- **Problem details**
Copy exactly, and only, the lines from the line containing "of the rear" through the last line of the records below, both included.

--- --- ---

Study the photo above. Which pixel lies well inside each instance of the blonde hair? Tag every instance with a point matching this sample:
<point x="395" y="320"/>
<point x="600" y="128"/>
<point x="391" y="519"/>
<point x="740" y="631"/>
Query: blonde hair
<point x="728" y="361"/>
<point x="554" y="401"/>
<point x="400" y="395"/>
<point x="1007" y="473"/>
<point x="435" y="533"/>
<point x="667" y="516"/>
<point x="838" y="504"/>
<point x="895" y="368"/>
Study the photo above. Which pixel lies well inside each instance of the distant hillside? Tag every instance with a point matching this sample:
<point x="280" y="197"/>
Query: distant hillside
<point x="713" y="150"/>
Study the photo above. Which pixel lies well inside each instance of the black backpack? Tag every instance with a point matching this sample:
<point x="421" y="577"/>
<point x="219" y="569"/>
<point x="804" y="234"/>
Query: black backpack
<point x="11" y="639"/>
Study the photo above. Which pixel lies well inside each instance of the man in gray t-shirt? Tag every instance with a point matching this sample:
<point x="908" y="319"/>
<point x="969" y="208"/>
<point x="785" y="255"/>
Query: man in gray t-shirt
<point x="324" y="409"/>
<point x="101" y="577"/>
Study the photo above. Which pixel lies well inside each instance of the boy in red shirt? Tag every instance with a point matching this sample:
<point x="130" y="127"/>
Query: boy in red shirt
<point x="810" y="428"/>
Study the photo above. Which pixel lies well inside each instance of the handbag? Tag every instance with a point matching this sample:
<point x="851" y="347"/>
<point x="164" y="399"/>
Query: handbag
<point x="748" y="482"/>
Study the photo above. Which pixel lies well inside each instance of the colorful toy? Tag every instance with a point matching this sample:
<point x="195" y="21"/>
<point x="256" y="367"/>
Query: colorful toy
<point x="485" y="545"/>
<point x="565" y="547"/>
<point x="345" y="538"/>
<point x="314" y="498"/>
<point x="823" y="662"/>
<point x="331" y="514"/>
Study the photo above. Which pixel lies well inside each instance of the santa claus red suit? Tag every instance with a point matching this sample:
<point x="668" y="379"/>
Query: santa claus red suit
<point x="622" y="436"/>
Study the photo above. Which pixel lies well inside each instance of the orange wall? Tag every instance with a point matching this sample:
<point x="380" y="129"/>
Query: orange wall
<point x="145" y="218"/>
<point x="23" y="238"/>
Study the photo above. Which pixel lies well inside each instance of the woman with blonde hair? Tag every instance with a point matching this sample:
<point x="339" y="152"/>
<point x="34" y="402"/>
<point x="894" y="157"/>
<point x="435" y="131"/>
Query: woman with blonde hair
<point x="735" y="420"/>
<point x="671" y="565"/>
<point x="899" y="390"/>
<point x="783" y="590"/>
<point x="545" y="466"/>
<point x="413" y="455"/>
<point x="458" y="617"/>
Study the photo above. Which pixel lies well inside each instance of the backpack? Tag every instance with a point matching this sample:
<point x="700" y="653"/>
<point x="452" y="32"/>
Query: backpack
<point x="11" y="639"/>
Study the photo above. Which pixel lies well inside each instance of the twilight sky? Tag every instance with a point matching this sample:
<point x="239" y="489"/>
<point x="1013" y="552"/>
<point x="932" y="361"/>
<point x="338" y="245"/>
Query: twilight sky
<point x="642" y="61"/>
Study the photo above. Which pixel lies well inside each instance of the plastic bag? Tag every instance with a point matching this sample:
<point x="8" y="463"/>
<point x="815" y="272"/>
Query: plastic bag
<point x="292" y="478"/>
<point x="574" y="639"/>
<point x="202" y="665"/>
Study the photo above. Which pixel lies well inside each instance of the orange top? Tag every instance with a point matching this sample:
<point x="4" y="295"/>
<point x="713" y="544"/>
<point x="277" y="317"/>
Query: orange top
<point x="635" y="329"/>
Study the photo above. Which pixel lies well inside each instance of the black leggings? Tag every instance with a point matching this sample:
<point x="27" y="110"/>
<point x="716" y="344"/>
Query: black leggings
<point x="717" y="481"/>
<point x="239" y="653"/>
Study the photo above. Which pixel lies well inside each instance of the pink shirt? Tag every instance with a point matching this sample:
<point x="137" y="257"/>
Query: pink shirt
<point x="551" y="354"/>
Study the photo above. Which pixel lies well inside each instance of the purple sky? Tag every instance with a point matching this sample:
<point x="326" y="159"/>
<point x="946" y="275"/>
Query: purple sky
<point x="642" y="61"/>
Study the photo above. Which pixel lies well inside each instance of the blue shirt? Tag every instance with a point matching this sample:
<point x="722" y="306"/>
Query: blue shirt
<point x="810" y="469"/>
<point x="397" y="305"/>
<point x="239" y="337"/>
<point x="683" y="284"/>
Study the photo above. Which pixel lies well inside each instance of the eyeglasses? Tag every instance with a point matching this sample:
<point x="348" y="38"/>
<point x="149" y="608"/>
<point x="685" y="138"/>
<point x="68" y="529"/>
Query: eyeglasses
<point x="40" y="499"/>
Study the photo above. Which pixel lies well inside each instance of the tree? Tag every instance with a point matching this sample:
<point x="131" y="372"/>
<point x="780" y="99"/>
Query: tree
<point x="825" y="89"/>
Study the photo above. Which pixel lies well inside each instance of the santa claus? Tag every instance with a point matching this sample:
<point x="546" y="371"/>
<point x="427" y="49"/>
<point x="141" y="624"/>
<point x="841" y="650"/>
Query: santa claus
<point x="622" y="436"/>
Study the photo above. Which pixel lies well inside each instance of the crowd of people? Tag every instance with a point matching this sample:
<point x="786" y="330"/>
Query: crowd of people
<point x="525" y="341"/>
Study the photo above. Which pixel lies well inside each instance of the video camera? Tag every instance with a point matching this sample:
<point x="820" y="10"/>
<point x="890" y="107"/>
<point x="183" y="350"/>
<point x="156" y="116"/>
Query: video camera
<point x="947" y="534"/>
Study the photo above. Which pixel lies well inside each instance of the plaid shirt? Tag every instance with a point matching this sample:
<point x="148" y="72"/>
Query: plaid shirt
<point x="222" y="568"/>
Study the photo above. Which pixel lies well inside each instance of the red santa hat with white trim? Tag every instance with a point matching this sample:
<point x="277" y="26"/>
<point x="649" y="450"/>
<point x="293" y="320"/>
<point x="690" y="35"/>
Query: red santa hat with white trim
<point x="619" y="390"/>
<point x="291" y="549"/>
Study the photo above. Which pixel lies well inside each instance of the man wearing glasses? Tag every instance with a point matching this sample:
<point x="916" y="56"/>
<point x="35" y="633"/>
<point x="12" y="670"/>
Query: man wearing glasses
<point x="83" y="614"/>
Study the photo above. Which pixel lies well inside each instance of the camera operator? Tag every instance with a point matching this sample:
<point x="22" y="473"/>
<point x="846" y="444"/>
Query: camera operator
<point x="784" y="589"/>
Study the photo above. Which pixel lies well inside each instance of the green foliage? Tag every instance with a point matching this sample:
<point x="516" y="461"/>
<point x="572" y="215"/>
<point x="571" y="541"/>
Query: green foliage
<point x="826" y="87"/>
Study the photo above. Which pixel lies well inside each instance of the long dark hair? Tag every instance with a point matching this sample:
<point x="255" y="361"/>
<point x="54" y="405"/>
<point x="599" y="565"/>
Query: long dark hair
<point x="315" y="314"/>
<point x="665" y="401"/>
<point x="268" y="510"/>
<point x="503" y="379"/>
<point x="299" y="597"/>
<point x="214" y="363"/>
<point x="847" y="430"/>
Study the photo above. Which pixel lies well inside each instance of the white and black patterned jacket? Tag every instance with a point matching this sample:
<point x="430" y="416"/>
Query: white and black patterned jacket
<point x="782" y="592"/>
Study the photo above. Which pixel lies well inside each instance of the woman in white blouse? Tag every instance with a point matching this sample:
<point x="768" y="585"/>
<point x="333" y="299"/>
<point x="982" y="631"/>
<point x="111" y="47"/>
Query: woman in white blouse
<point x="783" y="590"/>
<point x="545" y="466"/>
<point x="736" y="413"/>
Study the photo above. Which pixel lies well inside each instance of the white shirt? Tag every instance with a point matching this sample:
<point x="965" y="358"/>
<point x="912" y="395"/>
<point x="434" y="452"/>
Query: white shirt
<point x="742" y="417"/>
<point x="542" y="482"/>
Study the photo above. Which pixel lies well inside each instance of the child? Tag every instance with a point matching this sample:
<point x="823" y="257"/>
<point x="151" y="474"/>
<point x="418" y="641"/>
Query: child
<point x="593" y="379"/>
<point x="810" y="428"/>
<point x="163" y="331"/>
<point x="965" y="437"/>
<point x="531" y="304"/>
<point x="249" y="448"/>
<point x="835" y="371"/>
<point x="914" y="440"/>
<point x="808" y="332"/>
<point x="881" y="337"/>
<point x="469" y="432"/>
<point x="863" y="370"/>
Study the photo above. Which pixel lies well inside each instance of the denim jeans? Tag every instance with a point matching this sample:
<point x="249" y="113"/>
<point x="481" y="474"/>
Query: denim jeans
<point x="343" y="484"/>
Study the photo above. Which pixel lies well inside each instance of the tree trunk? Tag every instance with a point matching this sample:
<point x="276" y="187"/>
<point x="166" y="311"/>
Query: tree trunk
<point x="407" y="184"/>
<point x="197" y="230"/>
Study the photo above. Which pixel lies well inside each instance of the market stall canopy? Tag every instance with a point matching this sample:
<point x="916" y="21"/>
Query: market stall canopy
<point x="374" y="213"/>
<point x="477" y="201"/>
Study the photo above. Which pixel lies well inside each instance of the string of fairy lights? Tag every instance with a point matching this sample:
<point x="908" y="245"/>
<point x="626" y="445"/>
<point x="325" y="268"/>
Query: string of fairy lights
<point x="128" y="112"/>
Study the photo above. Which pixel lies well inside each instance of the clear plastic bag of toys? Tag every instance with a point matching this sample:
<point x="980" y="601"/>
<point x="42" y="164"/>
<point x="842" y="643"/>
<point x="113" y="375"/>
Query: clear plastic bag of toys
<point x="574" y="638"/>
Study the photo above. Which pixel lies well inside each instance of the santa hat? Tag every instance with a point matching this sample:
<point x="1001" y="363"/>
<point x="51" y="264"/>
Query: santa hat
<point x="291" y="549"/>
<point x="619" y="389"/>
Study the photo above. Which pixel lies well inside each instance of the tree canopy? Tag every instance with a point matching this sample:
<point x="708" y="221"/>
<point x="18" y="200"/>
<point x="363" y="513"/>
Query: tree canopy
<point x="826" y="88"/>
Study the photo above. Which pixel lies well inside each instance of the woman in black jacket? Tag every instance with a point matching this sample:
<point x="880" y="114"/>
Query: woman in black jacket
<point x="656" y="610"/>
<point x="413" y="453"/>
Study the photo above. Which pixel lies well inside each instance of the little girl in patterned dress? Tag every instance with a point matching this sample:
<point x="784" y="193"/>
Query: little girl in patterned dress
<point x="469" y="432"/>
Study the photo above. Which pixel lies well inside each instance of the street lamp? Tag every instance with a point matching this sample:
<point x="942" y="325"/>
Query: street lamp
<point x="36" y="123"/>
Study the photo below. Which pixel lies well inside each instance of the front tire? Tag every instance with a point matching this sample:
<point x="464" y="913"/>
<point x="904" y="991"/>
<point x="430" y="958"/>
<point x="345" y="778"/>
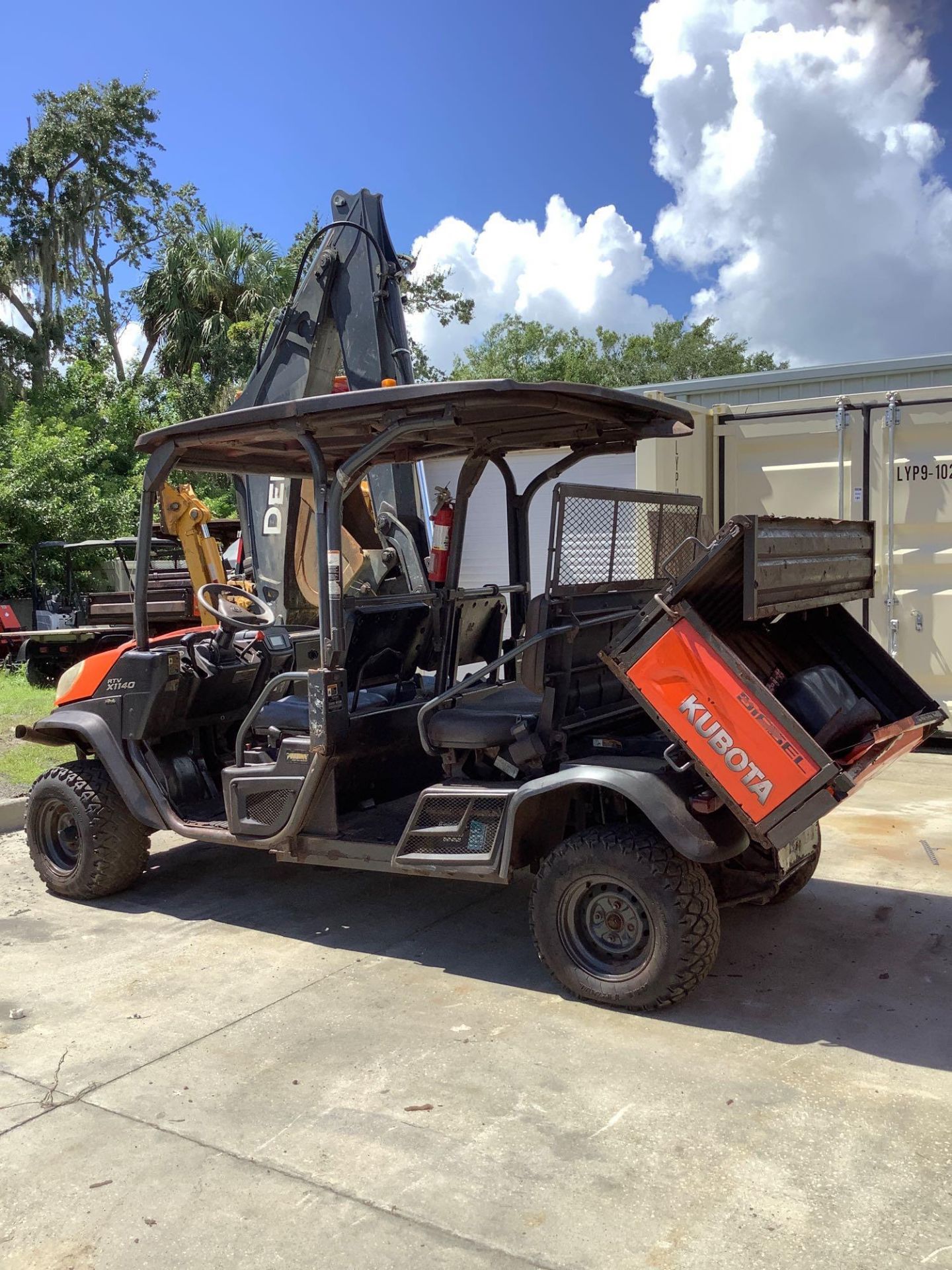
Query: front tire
<point x="83" y="840"/>
<point x="619" y="917"/>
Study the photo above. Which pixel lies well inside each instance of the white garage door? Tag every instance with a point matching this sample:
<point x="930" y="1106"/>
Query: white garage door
<point x="485" y="552"/>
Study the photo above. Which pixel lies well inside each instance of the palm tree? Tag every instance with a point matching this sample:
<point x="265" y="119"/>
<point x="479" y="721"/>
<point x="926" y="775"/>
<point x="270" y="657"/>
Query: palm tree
<point x="207" y="280"/>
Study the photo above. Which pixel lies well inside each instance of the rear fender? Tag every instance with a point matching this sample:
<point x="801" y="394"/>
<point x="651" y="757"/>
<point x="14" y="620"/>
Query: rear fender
<point x="656" y="796"/>
<point x="73" y="727"/>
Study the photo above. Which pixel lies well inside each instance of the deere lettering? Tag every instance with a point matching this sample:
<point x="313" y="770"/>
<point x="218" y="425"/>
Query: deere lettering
<point x="723" y="743"/>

--- --- ---

- **Written response**
Study the photo above. Which pixel lies well inside each instance of the rear fender? Tag every instance with a point matching this sample:
<point x="801" y="394"/>
<point x="651" y="757"/>
<point x="14" y="620"/>
Query: rear fender
<point x="656" y="796"/>
<point x="73" y="727"/>
Study the photo above. Which pixel lies well inside each instance of the deere lettering? Tag every instance with a point matching this sample:
<point x="313" y="770"/>
<point x="218" y="425"/>
Query: deere lettering
<point x="723" y="743"/>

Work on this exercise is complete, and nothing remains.